------ Source records ------

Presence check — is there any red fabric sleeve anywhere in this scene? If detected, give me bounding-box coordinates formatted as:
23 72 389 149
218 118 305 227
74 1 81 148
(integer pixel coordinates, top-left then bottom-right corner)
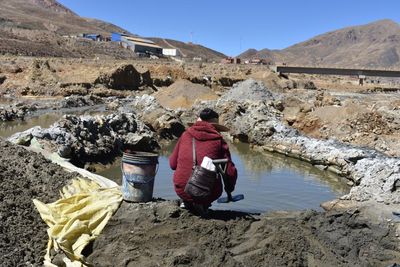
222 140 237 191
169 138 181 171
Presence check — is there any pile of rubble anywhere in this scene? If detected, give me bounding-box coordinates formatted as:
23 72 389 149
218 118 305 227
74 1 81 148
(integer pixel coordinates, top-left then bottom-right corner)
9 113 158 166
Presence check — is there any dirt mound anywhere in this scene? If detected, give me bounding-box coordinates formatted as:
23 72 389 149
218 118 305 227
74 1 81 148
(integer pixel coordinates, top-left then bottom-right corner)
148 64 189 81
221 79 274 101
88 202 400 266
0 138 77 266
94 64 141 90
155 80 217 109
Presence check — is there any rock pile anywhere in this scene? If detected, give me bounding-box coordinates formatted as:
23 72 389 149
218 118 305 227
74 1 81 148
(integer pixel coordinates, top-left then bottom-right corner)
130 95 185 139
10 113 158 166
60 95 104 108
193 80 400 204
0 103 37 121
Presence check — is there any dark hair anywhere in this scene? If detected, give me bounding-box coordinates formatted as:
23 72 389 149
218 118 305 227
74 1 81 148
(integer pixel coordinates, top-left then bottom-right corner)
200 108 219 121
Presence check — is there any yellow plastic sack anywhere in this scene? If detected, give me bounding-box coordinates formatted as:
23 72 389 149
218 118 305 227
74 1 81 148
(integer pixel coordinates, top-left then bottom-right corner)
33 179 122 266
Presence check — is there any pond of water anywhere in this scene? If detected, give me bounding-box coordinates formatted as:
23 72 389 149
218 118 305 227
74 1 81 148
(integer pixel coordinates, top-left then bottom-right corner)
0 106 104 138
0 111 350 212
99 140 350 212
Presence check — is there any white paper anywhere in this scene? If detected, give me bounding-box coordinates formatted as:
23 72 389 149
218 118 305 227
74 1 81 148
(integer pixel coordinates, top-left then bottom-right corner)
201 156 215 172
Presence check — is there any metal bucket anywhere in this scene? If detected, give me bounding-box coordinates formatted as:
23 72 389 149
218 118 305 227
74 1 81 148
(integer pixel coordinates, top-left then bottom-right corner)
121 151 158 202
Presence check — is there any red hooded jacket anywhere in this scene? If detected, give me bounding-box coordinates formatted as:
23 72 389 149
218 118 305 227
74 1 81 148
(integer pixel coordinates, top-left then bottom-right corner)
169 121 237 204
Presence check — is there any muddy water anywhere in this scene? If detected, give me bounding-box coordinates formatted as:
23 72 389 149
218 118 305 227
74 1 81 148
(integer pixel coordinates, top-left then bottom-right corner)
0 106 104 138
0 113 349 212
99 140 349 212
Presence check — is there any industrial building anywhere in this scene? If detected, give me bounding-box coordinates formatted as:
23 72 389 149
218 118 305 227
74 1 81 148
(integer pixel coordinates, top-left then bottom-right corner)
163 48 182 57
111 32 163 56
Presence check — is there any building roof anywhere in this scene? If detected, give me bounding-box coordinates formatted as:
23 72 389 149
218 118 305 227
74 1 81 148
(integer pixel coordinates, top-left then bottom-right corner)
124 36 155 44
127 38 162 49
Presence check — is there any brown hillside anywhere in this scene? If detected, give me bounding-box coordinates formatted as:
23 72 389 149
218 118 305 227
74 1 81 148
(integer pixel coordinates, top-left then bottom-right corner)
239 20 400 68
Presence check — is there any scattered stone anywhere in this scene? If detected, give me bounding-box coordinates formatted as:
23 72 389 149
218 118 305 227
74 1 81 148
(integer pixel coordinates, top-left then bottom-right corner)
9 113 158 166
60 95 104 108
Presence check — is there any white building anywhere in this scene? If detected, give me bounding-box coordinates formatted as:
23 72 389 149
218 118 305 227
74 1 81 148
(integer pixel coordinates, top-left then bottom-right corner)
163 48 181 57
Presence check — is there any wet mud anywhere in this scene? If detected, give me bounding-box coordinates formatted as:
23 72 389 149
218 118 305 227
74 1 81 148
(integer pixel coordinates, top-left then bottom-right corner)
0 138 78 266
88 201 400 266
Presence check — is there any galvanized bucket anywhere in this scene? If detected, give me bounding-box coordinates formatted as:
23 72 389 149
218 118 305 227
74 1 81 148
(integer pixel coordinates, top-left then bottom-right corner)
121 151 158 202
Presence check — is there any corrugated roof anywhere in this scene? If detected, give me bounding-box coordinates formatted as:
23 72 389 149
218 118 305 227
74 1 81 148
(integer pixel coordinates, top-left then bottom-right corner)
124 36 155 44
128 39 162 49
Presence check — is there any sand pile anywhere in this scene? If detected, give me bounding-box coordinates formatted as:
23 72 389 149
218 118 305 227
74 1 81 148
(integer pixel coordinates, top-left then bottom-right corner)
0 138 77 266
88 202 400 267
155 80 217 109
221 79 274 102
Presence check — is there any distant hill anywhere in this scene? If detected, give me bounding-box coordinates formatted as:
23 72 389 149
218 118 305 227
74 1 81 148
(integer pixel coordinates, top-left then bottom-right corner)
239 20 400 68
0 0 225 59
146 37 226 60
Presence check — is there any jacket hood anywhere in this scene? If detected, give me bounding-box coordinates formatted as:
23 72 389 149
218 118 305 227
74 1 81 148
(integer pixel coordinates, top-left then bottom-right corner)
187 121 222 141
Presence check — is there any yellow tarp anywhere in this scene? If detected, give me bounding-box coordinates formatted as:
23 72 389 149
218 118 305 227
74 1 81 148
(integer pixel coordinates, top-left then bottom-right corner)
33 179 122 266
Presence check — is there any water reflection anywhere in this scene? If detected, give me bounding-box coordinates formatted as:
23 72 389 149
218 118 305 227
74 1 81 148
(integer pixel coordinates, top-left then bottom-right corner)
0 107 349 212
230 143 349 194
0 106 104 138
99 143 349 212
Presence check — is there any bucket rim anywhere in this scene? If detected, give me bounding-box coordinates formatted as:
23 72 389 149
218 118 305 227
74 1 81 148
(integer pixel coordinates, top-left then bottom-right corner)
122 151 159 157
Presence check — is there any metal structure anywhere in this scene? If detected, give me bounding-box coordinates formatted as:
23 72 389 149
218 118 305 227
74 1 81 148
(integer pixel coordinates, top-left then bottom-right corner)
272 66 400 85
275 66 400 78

------

Write out the lines above word for word, starting at the very first line and ending at the line that contains "99 140 350 212", and leave the pictures out of your answer.

> [Correct answer]
Presence check — is there any red fabric sleeve anywhere in this scene? If detected, give me bounding-box coordinates formatted as:
23 72 389 149
218 118 305 227
74 1 81 148
(integer pixel coordinates, top-left then bottom-right corner)
222 140 237 191
169 138 181 171
Presence check — is there any pile of rubble anywhere in this scene? If detected, give me bounding-box coordinates formatted as:
23 72 389 149
218 118 305 227
74 1 81 148
(integer pixel coordinates, top-left then bottom-right corner)
9 113 158 166
Presence check — is there any dirt mound anywhere in this scene? If detected, give me bounding-box coordinates formatted as:
23 72 389 149
218 118 305 227
74 1 81 148
(integer pixel coordinates, top-left then bottom-right corner)
148 64 189 81
221 79 274 101
88 202 400 266
0 138 77 266
94 64 141 90
155 80 217 109
Presence check — is there any rock pile anywhere in this scene? If detected, give me bounding-box coordinates formatted as:
23 72 389 149
218 118 305 227
74 1 81 148
(integer pixel coordinates, top-left then bottom-right corner)
130 95 185 139
10 113 158 166
60 95 104 108
193 80 400 204
0 103 37 121
Presence check — is there any dark hair anywhere in this scene? If detected, give me bounding-box coordinates formatted as:
23 72 389 149
218 118 305 227
74 1 81 148
(integer pixel coordinates, top-left then bottom-right corner)
200 108 219 121
Presence check — is there any yellow plastic sack anywhere in this scene? If detected, give me bounding-box coordinates formatted as:
23 72 389 149
218 118 305 227
74 1 81 148
(integer pixel coordinates, top-left then bottom-right corner)
33 179 122 266
Presence check — is there any pond of water anywhere in this scene? If detected, give me bounding-box coordinates formatted as:
23 72 389 149
218 118 305 227
74 1 81 148
(integer pixel coordinates, top-left then bottom-right corner)
0 106 104 138
0 111 350 212
99 140 350 212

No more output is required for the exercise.